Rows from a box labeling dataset
▼
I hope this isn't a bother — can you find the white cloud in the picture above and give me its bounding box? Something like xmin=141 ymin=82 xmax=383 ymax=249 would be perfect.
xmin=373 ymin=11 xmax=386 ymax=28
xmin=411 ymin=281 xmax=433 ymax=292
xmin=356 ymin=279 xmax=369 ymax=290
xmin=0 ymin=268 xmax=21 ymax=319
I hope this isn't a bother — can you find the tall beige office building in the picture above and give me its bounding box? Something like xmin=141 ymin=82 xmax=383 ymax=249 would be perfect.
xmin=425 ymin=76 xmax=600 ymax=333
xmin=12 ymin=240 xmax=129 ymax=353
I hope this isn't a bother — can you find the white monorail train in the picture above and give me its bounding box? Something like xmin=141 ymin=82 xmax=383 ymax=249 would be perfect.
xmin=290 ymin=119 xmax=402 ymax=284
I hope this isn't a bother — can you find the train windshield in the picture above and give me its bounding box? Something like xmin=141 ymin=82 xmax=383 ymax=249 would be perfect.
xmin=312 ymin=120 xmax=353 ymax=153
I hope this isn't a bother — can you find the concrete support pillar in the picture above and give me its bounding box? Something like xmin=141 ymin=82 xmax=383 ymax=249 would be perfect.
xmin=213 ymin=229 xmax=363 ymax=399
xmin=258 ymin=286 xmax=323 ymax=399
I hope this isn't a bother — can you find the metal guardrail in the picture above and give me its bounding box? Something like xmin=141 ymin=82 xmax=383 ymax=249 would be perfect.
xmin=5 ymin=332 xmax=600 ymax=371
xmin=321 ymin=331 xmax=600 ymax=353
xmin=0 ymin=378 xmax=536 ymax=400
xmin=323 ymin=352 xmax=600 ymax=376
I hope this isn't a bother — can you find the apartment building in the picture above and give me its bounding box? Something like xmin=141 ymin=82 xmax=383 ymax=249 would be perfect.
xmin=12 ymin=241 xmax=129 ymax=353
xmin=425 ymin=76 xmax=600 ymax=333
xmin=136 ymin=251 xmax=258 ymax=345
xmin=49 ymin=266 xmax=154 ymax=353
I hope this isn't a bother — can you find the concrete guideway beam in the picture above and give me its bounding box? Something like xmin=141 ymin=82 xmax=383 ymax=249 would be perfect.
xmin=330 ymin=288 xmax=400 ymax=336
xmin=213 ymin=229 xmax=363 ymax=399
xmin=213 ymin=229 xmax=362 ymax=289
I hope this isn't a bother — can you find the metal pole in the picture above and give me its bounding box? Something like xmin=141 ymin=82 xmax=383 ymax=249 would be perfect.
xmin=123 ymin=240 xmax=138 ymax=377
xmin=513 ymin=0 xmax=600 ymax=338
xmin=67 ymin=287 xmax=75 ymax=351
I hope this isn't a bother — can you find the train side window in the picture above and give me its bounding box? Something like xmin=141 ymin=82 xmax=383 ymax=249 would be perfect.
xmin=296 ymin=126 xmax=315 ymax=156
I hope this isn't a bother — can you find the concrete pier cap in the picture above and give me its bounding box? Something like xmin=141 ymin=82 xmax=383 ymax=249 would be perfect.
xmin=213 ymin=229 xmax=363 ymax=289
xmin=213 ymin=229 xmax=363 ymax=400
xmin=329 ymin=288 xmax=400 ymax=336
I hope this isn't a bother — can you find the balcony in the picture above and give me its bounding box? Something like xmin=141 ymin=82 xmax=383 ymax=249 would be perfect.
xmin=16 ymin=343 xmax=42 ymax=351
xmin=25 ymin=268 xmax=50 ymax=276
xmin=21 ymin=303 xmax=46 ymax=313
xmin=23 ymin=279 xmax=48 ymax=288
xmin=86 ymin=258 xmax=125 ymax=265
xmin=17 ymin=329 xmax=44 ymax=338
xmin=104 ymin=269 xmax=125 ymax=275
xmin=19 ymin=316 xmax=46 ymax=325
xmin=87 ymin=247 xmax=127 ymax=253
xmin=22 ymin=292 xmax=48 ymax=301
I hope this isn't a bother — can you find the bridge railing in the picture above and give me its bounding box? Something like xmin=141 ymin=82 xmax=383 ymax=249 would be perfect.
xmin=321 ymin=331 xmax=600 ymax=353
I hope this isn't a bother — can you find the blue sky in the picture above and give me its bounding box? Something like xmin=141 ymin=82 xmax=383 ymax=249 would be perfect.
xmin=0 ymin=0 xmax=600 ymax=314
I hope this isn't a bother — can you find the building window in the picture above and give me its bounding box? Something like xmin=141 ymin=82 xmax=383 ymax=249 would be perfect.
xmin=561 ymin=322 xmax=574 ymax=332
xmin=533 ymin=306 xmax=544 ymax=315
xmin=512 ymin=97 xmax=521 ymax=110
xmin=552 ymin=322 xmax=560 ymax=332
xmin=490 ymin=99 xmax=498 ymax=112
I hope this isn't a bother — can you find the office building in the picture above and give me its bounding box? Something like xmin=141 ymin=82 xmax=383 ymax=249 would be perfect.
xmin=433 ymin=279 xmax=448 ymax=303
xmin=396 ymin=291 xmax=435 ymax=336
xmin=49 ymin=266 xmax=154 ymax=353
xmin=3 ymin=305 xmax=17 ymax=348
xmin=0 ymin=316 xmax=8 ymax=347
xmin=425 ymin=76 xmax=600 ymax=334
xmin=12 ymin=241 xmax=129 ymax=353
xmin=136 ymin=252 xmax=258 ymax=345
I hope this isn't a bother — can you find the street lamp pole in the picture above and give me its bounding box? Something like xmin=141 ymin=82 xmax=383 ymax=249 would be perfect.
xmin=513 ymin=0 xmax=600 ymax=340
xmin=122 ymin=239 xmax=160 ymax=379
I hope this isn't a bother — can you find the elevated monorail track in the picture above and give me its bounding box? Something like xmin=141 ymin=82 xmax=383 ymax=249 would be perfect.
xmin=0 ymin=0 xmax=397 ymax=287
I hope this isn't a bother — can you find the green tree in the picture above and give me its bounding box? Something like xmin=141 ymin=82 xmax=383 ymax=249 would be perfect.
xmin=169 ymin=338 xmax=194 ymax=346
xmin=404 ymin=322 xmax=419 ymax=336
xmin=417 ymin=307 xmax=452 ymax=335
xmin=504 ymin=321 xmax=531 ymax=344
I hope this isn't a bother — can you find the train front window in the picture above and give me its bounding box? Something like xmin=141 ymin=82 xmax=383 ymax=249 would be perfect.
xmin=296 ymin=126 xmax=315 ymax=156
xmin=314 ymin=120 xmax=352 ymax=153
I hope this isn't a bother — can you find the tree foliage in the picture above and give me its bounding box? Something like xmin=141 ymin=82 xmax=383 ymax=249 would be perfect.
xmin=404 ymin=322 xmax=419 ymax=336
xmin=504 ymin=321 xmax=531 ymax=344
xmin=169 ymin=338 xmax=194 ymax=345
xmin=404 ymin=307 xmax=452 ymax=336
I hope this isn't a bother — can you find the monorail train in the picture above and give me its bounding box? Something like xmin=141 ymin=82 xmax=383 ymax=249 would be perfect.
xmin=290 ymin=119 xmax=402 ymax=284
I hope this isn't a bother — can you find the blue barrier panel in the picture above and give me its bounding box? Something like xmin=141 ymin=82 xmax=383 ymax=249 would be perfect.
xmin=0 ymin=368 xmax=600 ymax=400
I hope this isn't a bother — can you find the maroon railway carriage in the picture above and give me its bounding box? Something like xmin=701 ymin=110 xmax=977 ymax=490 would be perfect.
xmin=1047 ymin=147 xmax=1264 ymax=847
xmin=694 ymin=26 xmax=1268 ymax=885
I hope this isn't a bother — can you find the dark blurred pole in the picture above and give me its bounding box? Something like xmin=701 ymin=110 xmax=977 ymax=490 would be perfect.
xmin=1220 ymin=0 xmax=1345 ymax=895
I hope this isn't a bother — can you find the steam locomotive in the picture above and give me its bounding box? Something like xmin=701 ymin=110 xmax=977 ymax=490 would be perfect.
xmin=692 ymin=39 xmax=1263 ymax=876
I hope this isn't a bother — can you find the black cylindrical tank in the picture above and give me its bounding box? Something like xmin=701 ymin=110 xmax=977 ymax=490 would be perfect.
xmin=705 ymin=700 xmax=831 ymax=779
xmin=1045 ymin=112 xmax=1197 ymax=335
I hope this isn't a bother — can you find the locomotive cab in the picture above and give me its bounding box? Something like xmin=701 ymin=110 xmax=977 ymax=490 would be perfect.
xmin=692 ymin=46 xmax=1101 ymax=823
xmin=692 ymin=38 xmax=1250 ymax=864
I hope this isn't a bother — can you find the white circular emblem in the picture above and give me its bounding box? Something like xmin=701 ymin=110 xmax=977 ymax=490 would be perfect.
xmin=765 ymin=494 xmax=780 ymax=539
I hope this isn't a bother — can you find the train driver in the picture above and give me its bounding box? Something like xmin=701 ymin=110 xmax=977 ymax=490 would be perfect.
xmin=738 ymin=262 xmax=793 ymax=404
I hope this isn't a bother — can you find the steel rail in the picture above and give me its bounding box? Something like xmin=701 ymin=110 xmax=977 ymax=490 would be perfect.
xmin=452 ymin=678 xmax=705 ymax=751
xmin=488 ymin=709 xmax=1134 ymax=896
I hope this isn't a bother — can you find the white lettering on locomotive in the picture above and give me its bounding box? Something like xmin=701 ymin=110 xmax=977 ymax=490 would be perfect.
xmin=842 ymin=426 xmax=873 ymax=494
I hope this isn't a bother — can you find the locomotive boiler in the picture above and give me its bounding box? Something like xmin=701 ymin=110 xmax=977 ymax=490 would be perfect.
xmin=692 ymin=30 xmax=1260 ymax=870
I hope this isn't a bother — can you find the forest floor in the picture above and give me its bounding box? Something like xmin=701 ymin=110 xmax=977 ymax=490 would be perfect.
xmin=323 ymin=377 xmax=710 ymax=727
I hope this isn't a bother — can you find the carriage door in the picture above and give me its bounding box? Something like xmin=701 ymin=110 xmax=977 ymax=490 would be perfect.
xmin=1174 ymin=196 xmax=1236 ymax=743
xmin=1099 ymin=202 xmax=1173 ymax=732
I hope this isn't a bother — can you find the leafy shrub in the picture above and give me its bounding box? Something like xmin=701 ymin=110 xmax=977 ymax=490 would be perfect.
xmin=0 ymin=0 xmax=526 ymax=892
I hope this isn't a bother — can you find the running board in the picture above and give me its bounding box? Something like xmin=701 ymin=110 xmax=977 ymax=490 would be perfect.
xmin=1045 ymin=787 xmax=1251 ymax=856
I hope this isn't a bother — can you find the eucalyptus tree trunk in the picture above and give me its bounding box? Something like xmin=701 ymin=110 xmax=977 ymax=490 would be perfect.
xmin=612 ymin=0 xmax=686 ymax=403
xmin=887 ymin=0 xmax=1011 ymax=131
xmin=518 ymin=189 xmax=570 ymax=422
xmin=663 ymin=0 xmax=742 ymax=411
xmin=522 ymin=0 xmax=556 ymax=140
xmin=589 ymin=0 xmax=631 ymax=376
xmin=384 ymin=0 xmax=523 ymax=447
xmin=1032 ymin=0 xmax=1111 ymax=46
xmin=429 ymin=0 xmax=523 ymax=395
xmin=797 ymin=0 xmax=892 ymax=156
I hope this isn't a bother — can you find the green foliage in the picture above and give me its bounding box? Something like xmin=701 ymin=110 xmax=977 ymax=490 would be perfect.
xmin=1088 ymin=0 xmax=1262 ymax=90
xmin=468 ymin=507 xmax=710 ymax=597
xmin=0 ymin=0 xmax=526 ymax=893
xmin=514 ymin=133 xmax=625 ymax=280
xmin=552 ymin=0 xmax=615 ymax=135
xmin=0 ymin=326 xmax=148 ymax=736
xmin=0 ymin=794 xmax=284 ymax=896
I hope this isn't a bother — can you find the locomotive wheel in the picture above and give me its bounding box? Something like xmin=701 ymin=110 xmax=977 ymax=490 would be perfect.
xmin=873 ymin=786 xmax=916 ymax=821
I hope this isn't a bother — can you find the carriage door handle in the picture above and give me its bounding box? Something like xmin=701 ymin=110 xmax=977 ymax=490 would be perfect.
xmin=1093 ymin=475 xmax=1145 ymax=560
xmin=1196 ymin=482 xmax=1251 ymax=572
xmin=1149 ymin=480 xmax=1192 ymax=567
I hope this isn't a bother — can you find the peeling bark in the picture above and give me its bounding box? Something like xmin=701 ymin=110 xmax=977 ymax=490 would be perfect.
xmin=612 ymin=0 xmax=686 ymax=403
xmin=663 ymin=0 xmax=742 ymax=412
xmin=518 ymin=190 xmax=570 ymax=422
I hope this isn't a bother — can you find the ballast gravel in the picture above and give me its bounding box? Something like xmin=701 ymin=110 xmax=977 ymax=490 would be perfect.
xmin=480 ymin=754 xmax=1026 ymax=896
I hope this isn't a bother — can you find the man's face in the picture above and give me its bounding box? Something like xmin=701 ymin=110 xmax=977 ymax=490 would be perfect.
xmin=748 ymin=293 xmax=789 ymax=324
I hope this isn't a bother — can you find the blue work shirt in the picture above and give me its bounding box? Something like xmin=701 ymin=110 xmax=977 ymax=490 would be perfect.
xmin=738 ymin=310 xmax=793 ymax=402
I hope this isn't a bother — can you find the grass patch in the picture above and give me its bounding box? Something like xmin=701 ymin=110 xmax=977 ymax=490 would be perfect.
▲
WHAT IS ASKED: Copy the entries above word for word, from the line containing "find the black" through the line containing "xmin=692 ymin=30 xmax=1260 ymax=870".

SOLUTION FOR THIS TASK:
I hope this isn't a bother — can you find the black cylindrical tank in the picture above and give me its bounding box? Something like xmin=701 ymin=110 xmax=977 ymax=490 would be perfect.
xmin=705 ymin=700 xmax=831 ymax=779
xmin=1045 ymin=112 xmax=1197 ymax=335
I hope this isn't a bother — can you find the locomotive cab in the picture above and give me its bounding box? Something like xmin=701 ymin=110 xmax=977 ymax=490 would be perfect.
xmin=692 ymin=46 xmax=1101 ymax=823
xmin=692 ymin=38 xmax=1250 ymax=864
I hope this isn't a bother — can you find the white circular emblem in the picture above and give me its bounding box? Something like xmin=701 ymin=110 xmax=977 ymax=490 would be perfect.
xmin=765 ymin=494 xmax=780 ymax=539
I hope this isn't a bother — can you find the train driver in the picture above and give me its bounding box? Something like xmin=701 ymin=110 xmax=977 ymax=490 would be perfect.
xmin=738 ymin=262 xmax=793 ymax=404
I hope this isn't a bother — can you find the steel rail in the picture above and give me its bounding box? Something like xmin=701 ymin=110 xmax=977 ymax=490 would be perfect.
xmin=452 ymin=678 xmax=705 ymax=751
xmin=488 ymin=709 xmax=1134 ymax=896
I hope this isn't a bother — can you find the white lettering on locomotive in the picture above and give me its bounding box? Something like xmin=701 ymin=110 xmax=977 ymax=490 would be perfect.
xmin=842 ymin=426 xmax=873 ymax=494
I hope this isn't a bother — can you find the locomotive boiler in the picture above and give me its bounding box? Something like xmin=701 ymin=110 xmax=977 ymax=490 would be perfect.
xmin=692 ymin=30 xmax=1260 ymax=870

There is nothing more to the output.